• [What is required]: Of all the lines in the records below, copy only those that contain the string "face".

Referring expression pointing data
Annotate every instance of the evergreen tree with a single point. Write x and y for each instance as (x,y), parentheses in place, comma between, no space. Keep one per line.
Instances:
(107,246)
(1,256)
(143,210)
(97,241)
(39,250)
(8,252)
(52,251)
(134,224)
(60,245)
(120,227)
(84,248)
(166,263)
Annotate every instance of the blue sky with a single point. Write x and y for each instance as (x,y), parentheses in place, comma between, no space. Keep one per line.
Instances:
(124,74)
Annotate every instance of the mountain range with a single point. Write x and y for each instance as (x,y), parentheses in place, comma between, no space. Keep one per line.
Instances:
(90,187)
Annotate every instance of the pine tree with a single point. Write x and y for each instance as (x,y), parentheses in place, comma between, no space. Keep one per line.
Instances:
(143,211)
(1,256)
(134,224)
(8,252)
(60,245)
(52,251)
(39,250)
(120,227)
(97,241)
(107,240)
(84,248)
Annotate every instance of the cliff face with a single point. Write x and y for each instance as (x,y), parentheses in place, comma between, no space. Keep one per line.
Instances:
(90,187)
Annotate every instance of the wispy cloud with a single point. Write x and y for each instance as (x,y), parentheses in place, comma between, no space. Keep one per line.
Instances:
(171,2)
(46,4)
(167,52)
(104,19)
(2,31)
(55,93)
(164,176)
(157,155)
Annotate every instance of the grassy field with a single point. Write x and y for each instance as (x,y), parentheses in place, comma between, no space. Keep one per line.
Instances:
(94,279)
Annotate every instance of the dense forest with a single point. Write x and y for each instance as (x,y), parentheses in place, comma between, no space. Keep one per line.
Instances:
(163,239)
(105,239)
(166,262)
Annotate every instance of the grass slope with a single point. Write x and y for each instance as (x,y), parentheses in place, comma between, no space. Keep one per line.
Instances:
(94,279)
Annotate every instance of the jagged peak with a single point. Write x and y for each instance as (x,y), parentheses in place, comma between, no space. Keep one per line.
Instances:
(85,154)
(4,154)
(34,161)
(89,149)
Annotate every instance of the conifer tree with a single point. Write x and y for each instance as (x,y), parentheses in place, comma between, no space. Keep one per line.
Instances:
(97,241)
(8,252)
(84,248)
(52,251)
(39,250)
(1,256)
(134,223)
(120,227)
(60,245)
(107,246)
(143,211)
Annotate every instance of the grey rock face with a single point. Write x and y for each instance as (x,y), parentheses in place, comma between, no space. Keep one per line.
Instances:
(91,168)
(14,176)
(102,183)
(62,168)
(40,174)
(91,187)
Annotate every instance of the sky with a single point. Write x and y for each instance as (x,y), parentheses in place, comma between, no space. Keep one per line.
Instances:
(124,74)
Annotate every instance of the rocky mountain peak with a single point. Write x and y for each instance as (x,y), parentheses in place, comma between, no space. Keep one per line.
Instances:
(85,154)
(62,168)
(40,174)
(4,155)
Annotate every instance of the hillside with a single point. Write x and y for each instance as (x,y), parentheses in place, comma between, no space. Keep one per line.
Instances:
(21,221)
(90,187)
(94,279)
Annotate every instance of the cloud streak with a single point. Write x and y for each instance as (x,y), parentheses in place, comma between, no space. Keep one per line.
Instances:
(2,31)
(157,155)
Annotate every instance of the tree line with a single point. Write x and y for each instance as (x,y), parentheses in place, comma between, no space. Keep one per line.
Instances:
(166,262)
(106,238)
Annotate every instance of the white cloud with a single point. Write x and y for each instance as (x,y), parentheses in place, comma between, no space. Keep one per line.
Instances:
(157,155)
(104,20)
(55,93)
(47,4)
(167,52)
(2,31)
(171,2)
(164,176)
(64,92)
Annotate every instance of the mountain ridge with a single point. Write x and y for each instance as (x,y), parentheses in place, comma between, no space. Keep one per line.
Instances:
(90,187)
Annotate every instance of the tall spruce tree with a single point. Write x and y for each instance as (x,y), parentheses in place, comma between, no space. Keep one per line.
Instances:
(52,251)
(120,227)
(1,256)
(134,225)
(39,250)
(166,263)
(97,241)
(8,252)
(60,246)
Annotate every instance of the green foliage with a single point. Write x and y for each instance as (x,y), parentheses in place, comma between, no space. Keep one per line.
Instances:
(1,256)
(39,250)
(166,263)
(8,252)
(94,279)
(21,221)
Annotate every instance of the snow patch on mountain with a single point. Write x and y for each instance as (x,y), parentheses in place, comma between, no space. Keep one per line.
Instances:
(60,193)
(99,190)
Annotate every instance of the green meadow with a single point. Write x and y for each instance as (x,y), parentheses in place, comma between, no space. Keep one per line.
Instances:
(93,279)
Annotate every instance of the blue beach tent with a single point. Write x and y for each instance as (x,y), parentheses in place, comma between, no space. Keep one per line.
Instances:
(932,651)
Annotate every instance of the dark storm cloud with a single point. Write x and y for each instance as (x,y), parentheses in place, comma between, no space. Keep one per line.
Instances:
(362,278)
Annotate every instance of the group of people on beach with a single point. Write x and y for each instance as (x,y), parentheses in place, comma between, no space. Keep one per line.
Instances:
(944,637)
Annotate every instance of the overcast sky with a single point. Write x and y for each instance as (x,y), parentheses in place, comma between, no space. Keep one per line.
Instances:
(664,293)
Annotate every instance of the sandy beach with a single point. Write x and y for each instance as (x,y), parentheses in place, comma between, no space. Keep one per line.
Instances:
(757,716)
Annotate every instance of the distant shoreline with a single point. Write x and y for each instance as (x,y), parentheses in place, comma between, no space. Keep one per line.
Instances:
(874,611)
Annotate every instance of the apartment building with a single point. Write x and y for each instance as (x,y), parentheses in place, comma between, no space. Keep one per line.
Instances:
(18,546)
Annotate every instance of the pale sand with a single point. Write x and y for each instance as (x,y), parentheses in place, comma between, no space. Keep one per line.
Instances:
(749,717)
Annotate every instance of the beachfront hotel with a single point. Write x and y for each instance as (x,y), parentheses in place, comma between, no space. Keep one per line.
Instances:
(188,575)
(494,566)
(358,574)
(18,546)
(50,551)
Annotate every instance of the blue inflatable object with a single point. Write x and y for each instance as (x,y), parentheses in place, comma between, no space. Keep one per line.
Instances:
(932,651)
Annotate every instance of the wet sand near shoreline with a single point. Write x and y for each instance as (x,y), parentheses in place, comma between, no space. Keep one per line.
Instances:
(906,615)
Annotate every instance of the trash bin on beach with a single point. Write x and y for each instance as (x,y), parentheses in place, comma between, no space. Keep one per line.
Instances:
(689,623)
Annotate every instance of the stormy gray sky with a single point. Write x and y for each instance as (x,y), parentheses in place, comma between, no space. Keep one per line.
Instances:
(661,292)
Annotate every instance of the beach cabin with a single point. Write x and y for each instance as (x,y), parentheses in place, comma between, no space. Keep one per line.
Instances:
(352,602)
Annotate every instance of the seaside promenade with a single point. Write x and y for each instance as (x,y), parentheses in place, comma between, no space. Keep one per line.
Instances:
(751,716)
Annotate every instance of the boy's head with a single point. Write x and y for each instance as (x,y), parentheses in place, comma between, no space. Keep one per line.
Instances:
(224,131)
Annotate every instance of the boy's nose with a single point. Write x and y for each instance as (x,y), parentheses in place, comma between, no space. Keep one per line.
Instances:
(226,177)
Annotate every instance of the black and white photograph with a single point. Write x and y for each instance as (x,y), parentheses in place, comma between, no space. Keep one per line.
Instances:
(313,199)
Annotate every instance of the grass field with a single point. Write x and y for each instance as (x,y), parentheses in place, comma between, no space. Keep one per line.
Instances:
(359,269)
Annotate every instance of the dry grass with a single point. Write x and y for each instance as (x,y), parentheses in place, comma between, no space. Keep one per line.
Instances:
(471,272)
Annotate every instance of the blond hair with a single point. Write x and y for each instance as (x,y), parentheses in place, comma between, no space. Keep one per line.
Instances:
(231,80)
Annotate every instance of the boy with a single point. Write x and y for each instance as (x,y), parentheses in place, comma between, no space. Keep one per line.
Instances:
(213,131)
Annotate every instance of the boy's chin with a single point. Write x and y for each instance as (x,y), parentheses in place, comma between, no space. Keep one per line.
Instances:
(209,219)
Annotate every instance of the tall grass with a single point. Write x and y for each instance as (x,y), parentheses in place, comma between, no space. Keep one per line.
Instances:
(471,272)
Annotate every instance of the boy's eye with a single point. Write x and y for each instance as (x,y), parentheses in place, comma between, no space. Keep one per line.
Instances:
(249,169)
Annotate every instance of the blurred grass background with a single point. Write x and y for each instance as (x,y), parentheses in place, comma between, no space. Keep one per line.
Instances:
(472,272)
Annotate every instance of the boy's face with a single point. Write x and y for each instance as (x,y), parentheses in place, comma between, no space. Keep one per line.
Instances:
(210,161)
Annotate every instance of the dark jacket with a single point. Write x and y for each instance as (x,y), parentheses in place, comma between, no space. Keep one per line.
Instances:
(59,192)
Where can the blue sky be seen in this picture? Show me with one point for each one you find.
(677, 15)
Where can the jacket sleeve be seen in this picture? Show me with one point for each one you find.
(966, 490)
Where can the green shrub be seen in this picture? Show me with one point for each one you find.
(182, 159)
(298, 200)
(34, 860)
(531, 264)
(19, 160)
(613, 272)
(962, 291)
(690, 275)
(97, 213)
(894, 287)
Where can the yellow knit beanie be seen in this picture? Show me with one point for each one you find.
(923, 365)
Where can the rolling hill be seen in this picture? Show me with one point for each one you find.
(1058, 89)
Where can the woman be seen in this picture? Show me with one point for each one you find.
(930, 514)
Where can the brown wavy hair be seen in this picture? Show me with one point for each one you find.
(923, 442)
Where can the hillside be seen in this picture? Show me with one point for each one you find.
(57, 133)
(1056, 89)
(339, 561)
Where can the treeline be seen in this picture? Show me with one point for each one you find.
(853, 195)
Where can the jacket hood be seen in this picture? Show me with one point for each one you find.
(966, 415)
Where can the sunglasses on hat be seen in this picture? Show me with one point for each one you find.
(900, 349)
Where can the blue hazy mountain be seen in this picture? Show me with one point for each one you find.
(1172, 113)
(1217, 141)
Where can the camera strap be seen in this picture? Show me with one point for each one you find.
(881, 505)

• [Exercise result]:
Annotate every instance of the cliff face with a single point. Write x and y for each instance as (x,y), parentheses in place, comma between, no space. Keep one per line.
Annotate every instance of the grey rock face with a single point. Write x and y for each instance as (x,y), parentheses in place, comma between, no space. Keep one per line.
Annotate every instance of the boy's face with a single point. Write x and y for each instance as (x,y), parentheses in place, comma between, no space. Keep one per line.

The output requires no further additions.